- **REQUEST**
Please rewrite all of these lines with "set a marker" replaced by "place a dot" and nothing else changed.
** BEGIN LISTED ENTRIES **
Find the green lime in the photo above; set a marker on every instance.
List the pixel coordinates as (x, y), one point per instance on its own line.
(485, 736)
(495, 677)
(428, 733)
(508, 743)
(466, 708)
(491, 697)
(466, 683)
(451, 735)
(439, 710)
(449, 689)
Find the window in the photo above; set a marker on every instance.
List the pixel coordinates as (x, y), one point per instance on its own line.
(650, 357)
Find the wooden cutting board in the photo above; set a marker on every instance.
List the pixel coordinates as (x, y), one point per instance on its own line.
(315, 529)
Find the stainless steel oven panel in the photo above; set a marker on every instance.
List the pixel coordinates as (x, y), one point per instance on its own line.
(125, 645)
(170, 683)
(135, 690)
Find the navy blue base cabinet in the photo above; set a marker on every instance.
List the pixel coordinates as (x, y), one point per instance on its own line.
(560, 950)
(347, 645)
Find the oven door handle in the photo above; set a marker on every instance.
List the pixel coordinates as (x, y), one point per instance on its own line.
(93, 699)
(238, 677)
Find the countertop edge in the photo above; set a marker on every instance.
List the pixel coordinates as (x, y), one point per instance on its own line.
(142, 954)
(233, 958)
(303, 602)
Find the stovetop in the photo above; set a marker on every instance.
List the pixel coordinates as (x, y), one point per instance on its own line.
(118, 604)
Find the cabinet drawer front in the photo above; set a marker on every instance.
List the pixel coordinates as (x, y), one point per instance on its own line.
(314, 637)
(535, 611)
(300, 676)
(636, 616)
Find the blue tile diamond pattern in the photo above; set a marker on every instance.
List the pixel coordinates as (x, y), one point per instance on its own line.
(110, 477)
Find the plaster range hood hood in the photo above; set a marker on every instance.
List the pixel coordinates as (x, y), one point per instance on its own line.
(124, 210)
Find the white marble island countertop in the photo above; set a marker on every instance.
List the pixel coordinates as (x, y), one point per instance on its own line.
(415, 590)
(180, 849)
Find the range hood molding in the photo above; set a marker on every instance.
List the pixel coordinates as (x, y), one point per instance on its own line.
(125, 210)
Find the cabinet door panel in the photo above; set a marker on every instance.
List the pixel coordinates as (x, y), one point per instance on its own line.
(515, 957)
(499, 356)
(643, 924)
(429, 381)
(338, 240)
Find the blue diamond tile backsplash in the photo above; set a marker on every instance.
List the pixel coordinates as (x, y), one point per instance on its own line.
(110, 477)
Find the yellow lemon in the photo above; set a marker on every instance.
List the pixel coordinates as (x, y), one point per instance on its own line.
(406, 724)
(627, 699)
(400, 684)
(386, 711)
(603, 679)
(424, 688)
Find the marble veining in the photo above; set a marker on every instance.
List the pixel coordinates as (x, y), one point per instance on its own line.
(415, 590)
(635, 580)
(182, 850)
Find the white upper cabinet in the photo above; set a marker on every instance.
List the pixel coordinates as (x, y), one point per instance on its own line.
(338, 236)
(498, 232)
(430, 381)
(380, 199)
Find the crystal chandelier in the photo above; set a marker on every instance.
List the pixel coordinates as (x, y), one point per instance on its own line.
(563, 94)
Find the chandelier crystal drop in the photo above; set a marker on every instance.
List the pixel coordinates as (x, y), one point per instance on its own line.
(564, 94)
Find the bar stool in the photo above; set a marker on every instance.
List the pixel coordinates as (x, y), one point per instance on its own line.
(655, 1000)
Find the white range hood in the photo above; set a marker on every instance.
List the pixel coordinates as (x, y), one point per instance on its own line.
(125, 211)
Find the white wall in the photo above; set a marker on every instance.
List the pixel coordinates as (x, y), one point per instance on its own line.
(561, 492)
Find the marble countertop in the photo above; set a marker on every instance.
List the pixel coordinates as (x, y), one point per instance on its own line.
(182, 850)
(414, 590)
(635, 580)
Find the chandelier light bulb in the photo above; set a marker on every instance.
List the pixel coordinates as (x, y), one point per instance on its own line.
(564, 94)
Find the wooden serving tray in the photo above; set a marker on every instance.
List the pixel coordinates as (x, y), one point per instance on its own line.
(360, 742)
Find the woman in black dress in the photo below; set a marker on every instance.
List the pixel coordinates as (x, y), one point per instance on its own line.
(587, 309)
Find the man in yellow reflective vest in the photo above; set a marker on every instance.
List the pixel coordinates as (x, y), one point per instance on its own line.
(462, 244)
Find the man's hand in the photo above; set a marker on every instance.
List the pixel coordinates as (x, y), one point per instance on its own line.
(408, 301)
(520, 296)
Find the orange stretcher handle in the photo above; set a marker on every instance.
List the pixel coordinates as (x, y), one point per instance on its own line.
** END LISTED ENTRIES **
- **SOLUTION FOR THIS EXERCISE**
Find the green lime in the photo above; place a dot on every instance.
List the pixel coordinates as (x, y), one point per instance on its own line.
(485, 736)
(495, 677)
(428, 733)
(508, 743)
(466, 708)
(491, 697)
(466, 683)
(451, 735)
(439, 710)
(449, 689)
Find the window in the photo above; place a dot on every instance.
List the pixel coordinates as (x, y), one point per instance on its own line.
(650, 357)
Find the wooden cutting board in the photo above; place a dot on every instance.
List the pixel coordinates as (x, y), one point per instance on its own line.
(315, 529)
Find the stainless steel oven panel in the photo above; place a dot on every instance.
List the pixel coordinates as (x, y), one point per instance on its own line.
(125, 645)
(170, 683)
(135, 690)
Find the navy blue base cabinet in the photo above; place a dot on every instance.
List the pixel coordinates as (x, y), one point per instance on its own line.
(560, 950)
(347, 645)
Find the oven door handle in the photo above; place a dot on every instance.
List the pixel coordinates as (x, y), one point per instance on its own line.
(93, 699)
(238, 677)
Find the countertop edge in the photo above; place a dot on every instance.
List the pixel coordinates as (x, y), one point per instance on its own line.
(142, 954)
(233, 958)
(303, 602)
Find the stovetop in the photo above; place a dot on every instance.
List the pixel coordinates as (x, y), one point per instance on its own line.
(118, 604)
Find the cabinet drawer front in the photo above; place a dot on every instance.
List the pixel coordinates as (x, y), one point per instance on its own line.
(314, 637)
(535, 611)
(300, 676)
(636, 616)
Find the blue tile diamond pattern in the photo above; place a dot on every instance.
List the pixel coordinates as (x, y), one point per instance on its own line.
(110, 477)
Find the plaster range hood hood in the photo above; place a dot on every instance.
List the pixel coordinates as (x, y), one point per instance on its own line.
(124, 210)
Find the white marble island countertop in the photo above; place a dot on every instance.
List the pixel coordinates as (x, y), one point per instance on its own line.
(415, 590)
(180, 849)
Find the range hood molding in the photo above; place a dot on every instance.
List the pixel coordinates as (x, y), one point per instance on its own line.
(125, 210)
Find the cabinet door panel in the photo above; place a dot on every instance.
List the pixel coordinates as (x, y), one point per instance on its own line.
(515, 957)
(499, 356)
(643, 924)
(429, 381)
(338, 240)
Find the blue diamond tile backsplash in the photo above; place a dot on every instance.
List the pixel coordinates as (x, y), one point per instance on its own line.
(110, 477)
Find the yellow lemon in the photo above; place a dot on every instance.
List the pixel coordinates as (x, y), one point per instance on its own line.
(406, 724)
(627, 699)
(400, 684)
(386, 711)
(603, 679)
(424, 688)
Find the marble veining in the photo above; place a dot on every instance.
List the pixel coordinates as (x, y), one point per instance on its own line.
(415, 590)
(635, 580)
(182, 850)
Find the white upper cabinet in the photo above; place a dot on every instance.
List the pixel coordinates as (x, y), one point per instance on its own line.
(338, 236)
(498, 232)
(430, 381)
(380, 199)
Find the crystal chandelier in the photo above; place a dot on every instance.
List the pixel coordinates as (x, y), one point per instance on its own line.
(563, 94)
Find the chandelier crystal drop in the photo above; place a dot on every instance.
List the pixel coordinates as (x, y), one point per instance on its own line.
(564, 94)
Find the bar stool in the photo above; place a dot on every instance.
List the pixel coordinates as (x, y), one point per instance on its own line.
(655, 1000)
Find the white range hood in the photo above; place a dot on every instance.
List the pixel coordinates as (x, y), one point per instance on its own line.
(125, 211)
Find the white wall in the photo above; place a dot on every instance.
List the pixel coordinates as (x, y), one point per instance on its own line.
(561, 492)
Find the marble countertop in the photo above; place a dot on every instance.
List the pixel coordinates as (x, y), one point per instance on its own line.
(182, 850)
(414, 590)
(635, 580)
Find the chandelier light bulb in the photo above; place a dot on every instance.
List the pixel coordinates as (x, y), one point per instance on its own line.
(564, 94)
Find the wooden serving tray in the photo above; place a dot on every instance.
List the pixel coordinates as (x, y), one point per instance on its own line.
(360, 742)
Find the woman in black dress in the photo below; place a dot on every instance.
List the pixel coordinates as (x, y), one point per instance on its own line.
(587, 309)
Find the man in yellow reflective vest in the photo above; place a dot on every instance.
List the pixel coordinates as (x, y), one point per instance on its own line.
(462, 244)
Find the man's hand in the photo above; place a dot on every instance.
List the pixel coordinates as (x, y), one point per instance on its own line.
(408, 301)
(520, 296)
Find the orange stretcher handle in the photo above; place a dot on every instance.
List the pixel coordinates as (x, y), one point per instance on its own line.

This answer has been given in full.